> Work request
Your job here is to restate every record exactly, pictures excluded.

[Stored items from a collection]
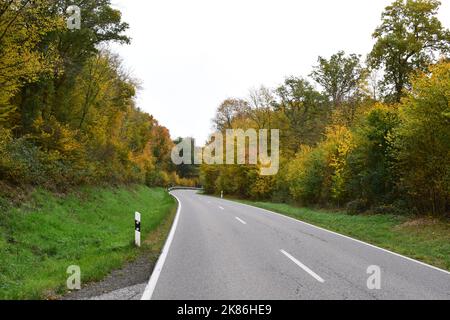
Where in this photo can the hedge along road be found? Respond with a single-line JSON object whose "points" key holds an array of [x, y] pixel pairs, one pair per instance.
{"points": [[220, 249]]}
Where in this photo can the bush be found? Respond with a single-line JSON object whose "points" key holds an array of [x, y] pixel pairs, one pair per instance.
{"points": [[356, 206]]}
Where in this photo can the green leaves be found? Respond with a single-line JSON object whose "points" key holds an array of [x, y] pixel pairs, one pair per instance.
{"points": [[409, 39]]}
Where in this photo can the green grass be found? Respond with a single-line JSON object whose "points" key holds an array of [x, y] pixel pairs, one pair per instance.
{"points": [[424, 239], [92, 228]]}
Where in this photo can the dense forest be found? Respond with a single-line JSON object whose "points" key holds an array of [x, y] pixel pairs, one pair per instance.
{"points": [[365, 133], [67, 110]]}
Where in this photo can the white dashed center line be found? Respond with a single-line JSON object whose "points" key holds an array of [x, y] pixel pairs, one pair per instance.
{"points": [[240, 220], [301, 265]]}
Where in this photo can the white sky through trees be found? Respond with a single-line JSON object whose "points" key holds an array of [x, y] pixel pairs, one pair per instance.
{"points": [[190, 55]]}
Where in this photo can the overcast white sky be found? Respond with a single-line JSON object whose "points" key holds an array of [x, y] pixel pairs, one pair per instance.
{"points": [[190, 55]]}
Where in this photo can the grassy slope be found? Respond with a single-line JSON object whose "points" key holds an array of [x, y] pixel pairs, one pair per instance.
{"points": [[423, 239], [93, 228]]}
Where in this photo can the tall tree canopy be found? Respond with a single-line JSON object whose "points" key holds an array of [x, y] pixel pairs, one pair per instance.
{"points": [[410, 38]]}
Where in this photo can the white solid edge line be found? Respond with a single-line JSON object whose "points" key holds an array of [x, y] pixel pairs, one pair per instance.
{"points": [[344, 236], [148, 292], [301, 265]]}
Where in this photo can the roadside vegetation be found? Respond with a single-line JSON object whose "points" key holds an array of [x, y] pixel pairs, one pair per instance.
{"points": [[92, 228], [362, 133], [68, 115], [426, 239]]}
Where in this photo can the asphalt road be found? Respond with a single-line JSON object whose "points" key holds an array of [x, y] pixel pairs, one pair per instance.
{"points": [[220, 249]]}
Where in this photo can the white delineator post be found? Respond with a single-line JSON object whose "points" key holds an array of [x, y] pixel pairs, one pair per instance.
{"points": [[137, 228]]}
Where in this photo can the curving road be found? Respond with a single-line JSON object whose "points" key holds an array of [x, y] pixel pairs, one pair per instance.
{"points": [[220, 249]]}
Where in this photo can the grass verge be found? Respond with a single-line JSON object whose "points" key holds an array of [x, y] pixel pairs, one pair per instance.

> Solution to this problem
Where in this photo can the hedge along road be found? Respond with a single-line JSON object whose "points" key holds an array of [x, y] pixel pairs, one pair per instance.
{"points": [[220, 249]]}
Where in this photo can the bush be found? Respond with a single-line JSON object whose "points" key holds an array of [x, y] pixel pairs, one pair per instance.
{"points": [[356, 206]]}
Where in this photo can the green leaves be found? Respond with a single-line JSON object whose "points" key holds an array of [x, y] pixel pairs, one pair per instance.
{"points": [[409, 39]]}
Where in this photo can the green grass be found? Respond with a single-line JSON object whose "points" key holds an array of [x, y] pixel pairs, one pair per instance.
{"points": [[424, 239], [92, 228]]}
Where in this photo can the dense forest be found? Respond with a single-line JSON object whose "points" key holds an array of [x, y] pixel pairs, one pair per instance.
{"points": [[365, 133], [67, 110]]}
Where in this photo can the white dashed center line be found? Respond with a single-line JSON object whose "points" key holds an array of [x, y] pixel pairs, one pair per instance.
{"points": [[240, 220], [301, 265]]}
Where in this photo can the white sky through trees be found? Respond with a single-line JSON object whose "points" key holds an array of [x, y] pixel pairs, one pair per instance.
{"points": [[190, 55]]}
Where in this photo can the overcast white sky be found? Respond with a single-line JSON object whose "points" key holds an array of [x, y] pixel pairs, one pair per instance.
{"points": [[190, 55]]}
Where in this photo can the grassy slope be found? Respond with a single-line JSON object whose "points" key holds an array of [x, y] pixel pairs, one pair per instance.
{"points": [[423, 239], [93, 228]]}
Where in this photo can the tall tree canopy be found? Respond with a single-line JSON object whose "points" key holds an array of [x, y] pixel pairs, one pair per instance.
{"points": [[410, 38]]}
Where in this photo can the white solid edge line be found? Respond with a single-line JSON object whose "points" key holds an array of [x, y] pixel pairs, one pair per instance.
{"points": [[344, 236], [148, 292], [301, 265]]}
Where in this photo can the roadside vegetation be found? Respond with a single-line JSON object whose "points" key holds an array of [x, y] pixel pairs, one pair per instance.
{"points": [[92, 228], [362, 133], [68, 115], [426, 239]]}
Where in this photo can the asphalt road be found? Respond with a single-line JSON object whose "points" key holds an array of [x, y] pixel pairs, one pair per instance.
{"points": [[220, 249]]}
Where in this photo can the white delineator post be found? Respond with a single-line JSON object whose "points" key holds an array of [x, y] pixel pairs, one pair per instance.
{"points": [[137, 228]]}
Where in this photo can the curving road be found? Respond with a single-line JSON object whose "points" key holds an array of [x, y] pixel pairs, one pair per instance.
{"points": [[220, 249]]}
Where in this photo can the grass verge be found? Respond with a single-line JSON object whose "points" key holds an array of [x, y] pixel pairs, one pair per instance.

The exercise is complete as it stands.